◆ Page ◆
========================================================================

Tag Archives: environmental impact
The Jevons Paradox
How Efficiency Improvements May Be Undermining Sustainability
By Martin Holladay – greenbuildingadvisor.com
Let’s say you’ve sold your old, leaky house and moved into a new, well-insulated home with Energy Star appliances. With all of its efficiency improvements, your new home requires 30% less energy than your old home. That’s got to be good for the planet, right?
Well, maybe not — especially if you save so much on your energy bills that you decide to fly to Florida for your next vacation.
A new book, The Myth of Resource Efficiency, casts serious doubts on the idea that efficiency improvements will lead to lower levels of energy consumption. The book focuses on the “rebound effect” — the increase in energy use that often follows energy efficiency improvements.

========================================================================

◆ Provided records ◆

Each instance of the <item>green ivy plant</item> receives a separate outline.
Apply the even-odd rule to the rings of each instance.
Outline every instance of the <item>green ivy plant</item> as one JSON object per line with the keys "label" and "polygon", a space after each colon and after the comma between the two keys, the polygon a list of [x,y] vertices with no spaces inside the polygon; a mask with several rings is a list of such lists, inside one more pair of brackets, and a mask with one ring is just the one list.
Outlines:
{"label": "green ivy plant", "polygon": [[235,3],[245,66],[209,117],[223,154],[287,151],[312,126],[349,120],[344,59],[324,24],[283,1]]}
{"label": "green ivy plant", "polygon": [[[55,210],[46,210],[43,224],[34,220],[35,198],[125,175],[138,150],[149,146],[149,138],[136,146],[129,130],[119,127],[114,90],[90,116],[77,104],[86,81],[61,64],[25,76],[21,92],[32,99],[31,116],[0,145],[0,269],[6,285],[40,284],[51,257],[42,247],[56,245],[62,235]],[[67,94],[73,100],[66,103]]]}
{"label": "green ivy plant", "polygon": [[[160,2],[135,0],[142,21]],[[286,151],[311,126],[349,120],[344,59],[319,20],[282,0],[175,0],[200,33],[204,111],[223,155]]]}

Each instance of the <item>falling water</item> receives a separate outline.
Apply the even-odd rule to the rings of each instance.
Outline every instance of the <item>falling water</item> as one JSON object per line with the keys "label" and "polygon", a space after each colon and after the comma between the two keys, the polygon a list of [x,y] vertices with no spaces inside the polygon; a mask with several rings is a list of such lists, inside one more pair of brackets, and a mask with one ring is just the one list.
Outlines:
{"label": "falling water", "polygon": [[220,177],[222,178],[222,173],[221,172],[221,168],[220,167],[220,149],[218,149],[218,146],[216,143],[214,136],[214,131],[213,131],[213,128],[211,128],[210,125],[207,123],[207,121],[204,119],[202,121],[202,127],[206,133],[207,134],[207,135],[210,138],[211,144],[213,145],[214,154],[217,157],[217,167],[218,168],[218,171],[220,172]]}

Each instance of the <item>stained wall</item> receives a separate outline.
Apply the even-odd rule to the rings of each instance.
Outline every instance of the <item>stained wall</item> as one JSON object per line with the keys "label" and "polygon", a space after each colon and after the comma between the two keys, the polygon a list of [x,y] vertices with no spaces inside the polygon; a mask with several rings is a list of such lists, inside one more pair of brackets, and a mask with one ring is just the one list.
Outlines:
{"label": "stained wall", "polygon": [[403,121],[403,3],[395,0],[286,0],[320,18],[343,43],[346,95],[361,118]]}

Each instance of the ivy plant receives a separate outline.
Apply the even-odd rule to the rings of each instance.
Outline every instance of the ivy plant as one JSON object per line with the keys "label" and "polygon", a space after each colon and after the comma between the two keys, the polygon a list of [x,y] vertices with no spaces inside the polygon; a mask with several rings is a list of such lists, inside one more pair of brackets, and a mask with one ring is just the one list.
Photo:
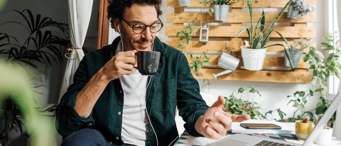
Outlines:
{"label": "ivy plant", "polygon": [[[243,94],[245,93],[246,94]],[[223,105],[223,110],[226,112],[234,114],[249,114],[251,118],[256,119],[258,117],[262,119],[263,115],[259,111],[261,109],[259,106],[257,106],[257,103],[253,101],[255,94],[257,94],[260,96],[261,94],[258,91],[253,87],[248,87],[245,88],[240,88],[238,89],[238,94],[240,95],[239,98],[236,97],[233,95],[233,93],[228,97],[224,97],[225,98],[225,103]],[[252,96],[249,96],[249,94]],[[247,99],[244,101],[242,99],[243,95],[246,94]],[[250,100],[250,97],[251,99]]]}
{"label": "ivy plant", "polygon": [[210,58],[206,56],[206,55],[202,55],[200,57],[196,56],[193,57],[192,54],[190,55],[190,58],[192,60],[192,68],[193,70],[196,72],[198,72],[198,69],[203,67],[203,62],[208,64],[210,63]]}

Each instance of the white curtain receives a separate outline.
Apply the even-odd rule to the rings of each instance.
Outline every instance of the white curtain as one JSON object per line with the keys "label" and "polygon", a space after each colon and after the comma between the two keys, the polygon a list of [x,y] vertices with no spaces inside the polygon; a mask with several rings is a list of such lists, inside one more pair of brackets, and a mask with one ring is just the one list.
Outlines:
{"label": "white curtain", "polygon": [[[341,1],[338,0],[335,1],[337,1],[337,2],[337,2],[337,7],[340,7],[339,6],[341,6]],[[336,29],[336,30],[339,33],[338,38],[340,39],[340,36],[341,36],[341,33],[340,32],[340,31],[341,31],[341,15],[340,15],[341,14],[341,9],[337,9],[337,13],[335,14],[334,15],[337,15],[336,22],[338,25],[335,27],[335,29]],[[339,47],[339,48],[341,49],[340,41],[341,40],[339,41],[336,45],[338,47]],[[341,61],[341,60],[340,61]],[[340,79],[339,83],[338,90],[340,90],[340,89],[341,89],[341,79]],[[334,123],[334,127],[333,127],[334,129],[333,130],[333,135],[339,140],[341,140],[341,134],[340,134],[340,133],[341,132],[341,104],[339,106],[339,108],[337,110],[336,119]]]}
{"label": "white curtain", "polygon": [[[90,21],[92,9],[93,0],[68,0],[68,14],[70,37],[73,49],[69,54],[69,59],[65,68],[58,103],[62,96],[66,92],[69,86],[73,81],[73,75],[76,72],[80,60],[84,56],[81,49],[83,47]],[[71,47],[72,48],[72,47]],[[72,49],[72,48],[71,48]],[[60,145],[61,136],[54,132],[51,135],[50,145]],[[55,140],[53,139],[55,139]]]}

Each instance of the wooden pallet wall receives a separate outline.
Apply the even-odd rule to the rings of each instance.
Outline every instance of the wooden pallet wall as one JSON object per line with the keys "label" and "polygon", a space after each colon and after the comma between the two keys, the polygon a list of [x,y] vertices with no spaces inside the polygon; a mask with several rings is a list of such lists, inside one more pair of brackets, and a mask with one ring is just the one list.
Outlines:
{"label": "wooden pallet wall", "polygon": [[[209,51],[222,51],[226,46],[226,41],[228,46],[231,48],[238,57],[241,59],[240,62],[236,71],[231,74],[222,75],[218,77],[218,79],[243,80],[278,83],[308,83],[310,82],[312,74],[308,72],[309,65],[307,62],[303,62],[301,59],[298,68],[294,71],[288,71],[289,68],[284,66],[284,55],[281,56],[271,57],[267,56],[264,60],[263,69],[261,71],[250,71],[242,69],[243,66],[242,58],[240,56],[240,46],[243,45],[242,40],[248,38],[246,31],[238,38],[235,38],[243,26],[243,23],[250,23],[250,18],[248,12],[243,12],[242,8],[247,9],[247,0],[241,0],[230,6],[227,19],[225,21],[215,21],[213,14],[207,15],[207,18],[210,23],[218,23],[218,26],[210,26],[209,28],[209,41],[206,43],[203,43],[198,41],[200,33],[200,26],[194,25],[197,29],[195,31],[196,36],[192,35],[189,45],[187,45],[186,51],[202,51],[203,52],[209,50]],[[199,4],[201,0],[191,0],[191,5],[186,7],[203,8],[203,4]],[[280,8],[285,6],[287,0],[262,0],[252,1],[252,6],[254,8]],[[316,0],[306,0],[306,4],[310,4],[311,5],[315,6]],[[167,0],[167,7],[173,7],[174,13],[167,14],[166,22],[172,23],[173,26],[166,26],[166,36],[172,37],[173,41],[166,42],[166,43],[176,48],[178,44],[184,44],[183,40],[180,40],[178,37],[176,36],[177,32],[184,29],[186,26],[184,24],[193,22],[195,17],[197,16],[197,20],[195,23],[199,23],[203,19],[205,14],[204,13],[185,13],[184,7],[180,7],[178,0]],[[211,8],[213,10],[213,8]],[[253,22],[257,23],[262,15],[262,12],[253,13]],[[265,15],[265,23],[271,23],[275,19],[279,12],[269,12]],[[280,33],[288,40],[303,38],[309,40],[316,37],[316,28],[308,27],[307,23],[315,22],[316,15],[315,12],[302,18],[299,16],[296,20],[288,19],[285,16],[286,13],[284,12],[277,20],[278,23],[282,23],[281,26],[275,27],[273,30]],[[203,21],[203,23],[205,21]],[[207,21],[206,22],[207,22]],[[228,23],[226,25],[226,24]],[[231,24],[231,25],[230,25]],[[284,44],[284,41],[280,41],[280,36],[276,33],[272,33],[270,35],[270,40],[267,45],[272,44],[281,43]],[[315,42],[310,42],[310,45],[316,47]],[[286,45],[285,45],[286,46]],[[181,50],[183,51],[183,50]],[[280,46],[273,46],[268,48],[267,52],[273,52],[275,54],[284,54],[284,49]],[[304,50],[304,54],[309,52],[307,49]],[[208,54],[209,54],[208,53]],[[193,55],[193,56],[200,56],[200,55]],[[220,55],[207,55],[210,58],[210,63],[205,65],[204,68],[198,70],[198,72],[192,71],[193,76],[197,79],[213,79],[212,73],[217,74],[223,71],[223,69],[218,66],[218,59]],[[191,61],[189,54],[186,55],[190,64]],[[204,64],[205,65],[205,64]]]}

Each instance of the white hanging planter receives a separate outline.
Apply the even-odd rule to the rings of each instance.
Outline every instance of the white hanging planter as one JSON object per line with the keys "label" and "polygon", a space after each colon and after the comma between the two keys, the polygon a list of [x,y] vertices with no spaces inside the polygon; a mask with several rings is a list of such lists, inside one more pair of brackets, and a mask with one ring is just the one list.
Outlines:
{"label": "white hanging planter", "polygon": [[213,7],[216,21],[226,21],[230,5],[226,4],[214,5]]}
{"label": "white hanging planter", "polygon": [[327,127],[327,129],[323,129],[320,132],[320,134],[316,138],[314,143],[318,145],[329,145],[331,141],[331,135],[332,133],[333,128]]}
{"label": "white hanging planter", "polygon": [[180,6],[187,6],[191,4],[190,0],[178,0]]}
{"label": "white hanging planter", "polygon": [[246,45],[240,46],[244,69],[250,71],[262,70],[267,48],[249,49],[250,45],[249,43],[247,41],[244,42]]}

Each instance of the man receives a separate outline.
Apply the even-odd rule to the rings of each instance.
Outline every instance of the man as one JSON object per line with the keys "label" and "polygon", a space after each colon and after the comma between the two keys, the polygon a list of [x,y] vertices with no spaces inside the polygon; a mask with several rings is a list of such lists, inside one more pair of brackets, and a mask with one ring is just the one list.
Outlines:
{"label": "man", "polygon": [[[168,145],[178,136],[174,113],[194,136],[218,139],[232,121],[221,107],[209,107],[199,93],[183,54],[160,42],[160,0],[110,1],[108,17],[120,34],[111,45],[88,53],[56,112],[62,145]],[[139,51],[161,53],[158,72],[141,75],[133,68]]]}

========================================================================

Carry on the Jevons paradox article from its final sentence. The records aren't used here.

◆ Expected answer ◆
The authors of The Myth of Resource Efficiency — John Polimeni, Kozo Mayumi, Mario Giampietro, and Blake Alcott — identify William Stanley Jevons as the first economist to describe the rebound effect. In his 1865 book, The Coal Question, Jevons explained the mechanism whereby energy efficiency improvements lead to increased energy consumption: “If the quantity of coal used in a blast-furnace, for instance, be diminished in comparison with the yield, the profits of the trade will increase, new capital will be attracted, the price of pig-iron will fall, but the demand for it increase; and eventually the greater number of furnaces will more than make up for the diminished consumption of each.”
“Let’s Use More!”
One hundred and forty-four years ago, Jevons wrote, “It is wholly a confusion of ideas to suppose that the economical use of fuel is equivalent to a diminished consumption. The very contrary is the truth.” Economists now refer to this principle as the Jevons Paradox.
The Jevons Paradox takes many forms:
* Because of improvements in refrigerator efficiency, consumers can afford more and larger refrigerators.
* Because of improvements in vehicle efficiency, car owners can afford to drive more miles per year.
* Because of improvements in airtightness, window performance, and insulation techniques, homeowners can afford to build larger houses.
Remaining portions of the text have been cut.